Quote all of the data that follows exactly as written, skipping the images.

— Start of RECORDS SUPPLIED —

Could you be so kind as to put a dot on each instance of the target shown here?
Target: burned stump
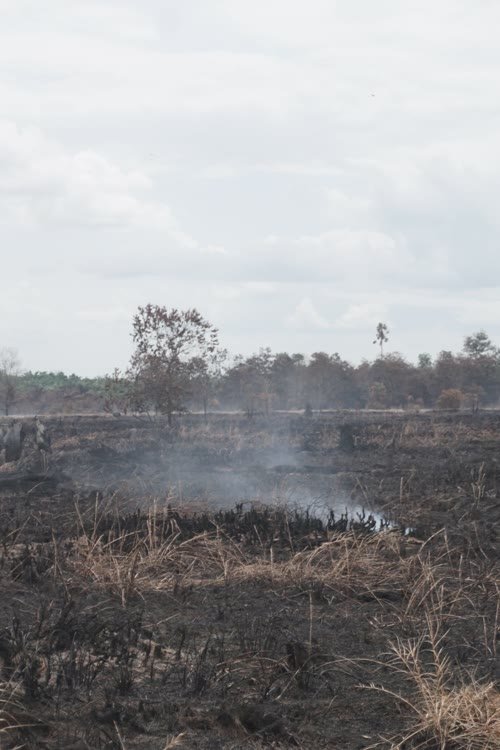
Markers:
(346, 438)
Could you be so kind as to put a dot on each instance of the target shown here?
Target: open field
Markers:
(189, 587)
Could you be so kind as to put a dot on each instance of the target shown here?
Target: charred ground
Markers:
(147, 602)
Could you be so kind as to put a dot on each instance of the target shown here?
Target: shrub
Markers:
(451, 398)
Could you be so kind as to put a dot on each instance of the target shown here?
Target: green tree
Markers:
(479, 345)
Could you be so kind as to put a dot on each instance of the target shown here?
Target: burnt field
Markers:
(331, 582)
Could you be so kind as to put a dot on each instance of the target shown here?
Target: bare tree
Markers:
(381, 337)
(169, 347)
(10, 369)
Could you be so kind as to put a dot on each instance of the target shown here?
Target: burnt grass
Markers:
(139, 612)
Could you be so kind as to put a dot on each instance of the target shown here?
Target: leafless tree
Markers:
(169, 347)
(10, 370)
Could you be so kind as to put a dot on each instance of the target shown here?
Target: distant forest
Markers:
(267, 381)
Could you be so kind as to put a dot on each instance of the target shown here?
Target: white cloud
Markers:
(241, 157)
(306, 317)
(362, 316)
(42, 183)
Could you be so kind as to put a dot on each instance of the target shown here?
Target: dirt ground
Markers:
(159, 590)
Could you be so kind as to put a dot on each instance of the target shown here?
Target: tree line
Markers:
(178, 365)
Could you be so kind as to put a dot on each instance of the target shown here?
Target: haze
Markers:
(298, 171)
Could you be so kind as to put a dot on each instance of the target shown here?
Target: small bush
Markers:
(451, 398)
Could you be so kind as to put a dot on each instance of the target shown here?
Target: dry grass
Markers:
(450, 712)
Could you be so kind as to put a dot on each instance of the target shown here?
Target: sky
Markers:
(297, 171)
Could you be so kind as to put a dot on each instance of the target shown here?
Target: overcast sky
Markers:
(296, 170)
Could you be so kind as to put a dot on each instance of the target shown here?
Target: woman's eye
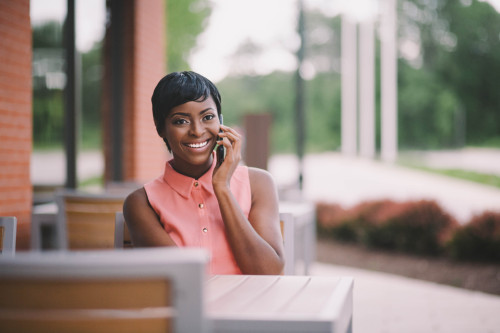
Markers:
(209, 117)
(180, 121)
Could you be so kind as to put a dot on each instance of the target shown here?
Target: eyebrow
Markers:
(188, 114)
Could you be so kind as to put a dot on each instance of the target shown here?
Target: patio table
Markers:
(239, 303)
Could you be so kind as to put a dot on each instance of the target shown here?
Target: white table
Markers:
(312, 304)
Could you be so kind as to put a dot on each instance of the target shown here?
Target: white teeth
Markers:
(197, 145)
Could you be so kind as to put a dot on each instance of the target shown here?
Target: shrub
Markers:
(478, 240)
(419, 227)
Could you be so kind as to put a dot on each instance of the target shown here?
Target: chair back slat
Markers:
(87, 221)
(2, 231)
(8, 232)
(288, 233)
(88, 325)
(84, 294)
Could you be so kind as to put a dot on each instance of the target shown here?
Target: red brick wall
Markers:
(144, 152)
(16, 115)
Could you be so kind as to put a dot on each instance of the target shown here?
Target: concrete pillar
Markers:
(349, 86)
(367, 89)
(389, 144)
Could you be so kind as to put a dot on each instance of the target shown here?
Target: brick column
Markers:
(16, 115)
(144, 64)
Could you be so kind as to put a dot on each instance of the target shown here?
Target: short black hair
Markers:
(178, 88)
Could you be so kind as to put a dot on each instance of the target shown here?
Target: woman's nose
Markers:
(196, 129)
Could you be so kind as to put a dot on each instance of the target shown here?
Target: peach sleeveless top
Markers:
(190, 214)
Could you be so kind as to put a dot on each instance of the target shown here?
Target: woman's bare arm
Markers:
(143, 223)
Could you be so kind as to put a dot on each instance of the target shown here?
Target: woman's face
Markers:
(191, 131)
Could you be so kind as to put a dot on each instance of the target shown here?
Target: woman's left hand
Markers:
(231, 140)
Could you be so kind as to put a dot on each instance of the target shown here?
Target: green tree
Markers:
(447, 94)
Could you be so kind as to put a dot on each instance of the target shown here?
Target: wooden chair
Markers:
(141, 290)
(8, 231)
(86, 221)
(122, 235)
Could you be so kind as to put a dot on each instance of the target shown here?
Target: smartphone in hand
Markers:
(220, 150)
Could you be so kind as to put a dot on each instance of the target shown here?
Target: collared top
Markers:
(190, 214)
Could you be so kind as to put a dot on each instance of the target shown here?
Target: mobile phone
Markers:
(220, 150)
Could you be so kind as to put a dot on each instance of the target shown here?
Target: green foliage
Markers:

— End of RECORDS SUPPLIED —

SOLUTION FOR THIS PROBLEM
Could you be so kind as to put a dot on each instance of the target shown here?
Target: burned stump
Markers:
(346, 438)
Could you be so kind as to put a dot on each instance of the target shown here?
Target: open field
Markers:
(189, 587)
Could you be so kind as to put a dot on each instance of the target shown here?
Target: charred ground
Markers:
(147, 602)
Could you be so kind as to put a dot on each instance of the target shown here?
Target: shrub
Markers:
(451, 398)
Could you be so kind as to put a dot on each instance of the target shown here?
Target: green tree
Markers:
(479, 345)
Could you be so kind as to put a dot on each instance of the target shown here?
Target: burnt field
Markers:
(331, 582)
Could you be so kind as to put a dot on each instance of the target shown here?
Target: bare tree
Markers:
(381, 337)
(169, 347)
(10, 369)
Could you be so kind as to put a dot on each instance of the target shown here?
Target: burnt grass
Markers:
(139, 612)
Could you be so kind as to put a dot on each instance of the target shown here?
Target: leafless tree
Markers:
(169, 347)
(10, 370)
Could you be so kind as to put a dot on each instance of the target shown here?
Target: distant forest
Markers:
(267, 381)
Could you be so kind as to put a dot on each instance of the target shown here?
Target: white cloud
Markers:
(241, 157)
(306, 317)
(362, 316)
(42, 183)
Could you be so kind as to put a dot on each instance of the target shown here?
Target: dirt ground
Markers:
(159, 590)
Could you be so kind as to put a dot on each instance of the target shown here?
Target: tree line
Markers:
(178, 365)
Could you be so kind as to put a dot on each instance of the target shown here?
Target: haze
Markers:
(298, 171)
Could you be so kind as to put a dot on each instance of the target shown here?
Target: small bush
Markers:
(451, 398)
Could you be so kind as to put a dot on each instance of the target shown here?
Target: dry grass
Markers:
(450, 712)
Could you be so kind as to put a dot on each instance of the target shown here?
Target: sky
Markers:
(297, 171)
Could you be so kind as to put a dot on each instance of the target shown here?
Target: overcast sky
Markers:
(296, 170)
Could you be so kind as to put a dot on each instance of the target shown here?
Target: woman's eye
Markers:
(209, 117)
(180, 121)
Could you be so kind as to put a dot on each instance of the target shown here?
Target: eyebrow
Markers:
(188, 114)
Could you be so kind as to put a dot on each instance of the target shown here?
Target: patio table
Markers:
(239, 303)
Could you be so kind as to put a dot on each instance of the target shown here?
Target: white table
Markers:
(312, 304)
Could you be so kind as to put a dot on each instance of the target shown here?
Target: white teeth
Markers:
(197, 145)
Could you be so kind as to put a dot on each instance of the target shown here?
Target: shrub
Markers:
(478, 240)
(419, 227)
Could you be so kind as to put a dot on each instance of the target shown here?
Target: chair back slat
Markers:
(87, 221)
(2, 231)
(8, 232)
(288, 233)
(88, 325)
(84, 294)
Could you be so kind as to put a dot on each instance of the target shown here?
Target: red brick wall
Markers:
(144, 152)
(16, 115)
Could you be so kind as to put a dot on each instance of the target shown here?
Target: concrete pillar
Markers:
(349, 86)
(367, 89)
(389, 144)
Could you be so kind as to put a dot on each instance of the target shown here?
Target: brick column
Markers:
(16, 115)
(144, 64)
Could you be so kind as to put a dot on each instance of the target shown here?
Target: short black hair
Markers:
(178, 88)
Could you be so kind as to put a dot on each instance of the target shown here?
Target: woman's nose
Markers:
(196, 129)
Could you be so kind as to put a dot on each instance of the target shown here?
Target: peach sleeveless top
Markers:
(190, 214)
Could you be so kind as to put a dot on each instance of the target shown here?
Target: woman's bare arm
Markers:
(143, 223)
Could you be so kind as to put a dot on each instance of the target shown here?
Target: woman's face
Markers:
(191, 131)
Could you be so kind as to put a dot on each instance of the target shown here?
Target: woman's left hand
Markers:
(231, 140)
Could you be so kind as to put a dot on each instance of the target shown here?
Target: green tree
Markers:
(447, 94)
Could you be so kind as to put a dot on each instance of the target shown here?
Target: wooden chair
Markers:
(141, 290)
(8, 231)
(86, 221)
(122, 235)
Could you be so kind as to put a dot on each instance of the target shown here?
Target: smartphone in hand
Markers:
(220, 150)
Could you be so kind as to put a dot on each instance of the target shown here?
Target: collared top
Markers:
(190, 214)
Could you be so kind as to put a dot on each instance of the target shown here?
Target: mobile phone
Markers:
(220, 150)
Could you be so kind as to put a dot on each instance of the target shown here?
Target: green foliage
Markers:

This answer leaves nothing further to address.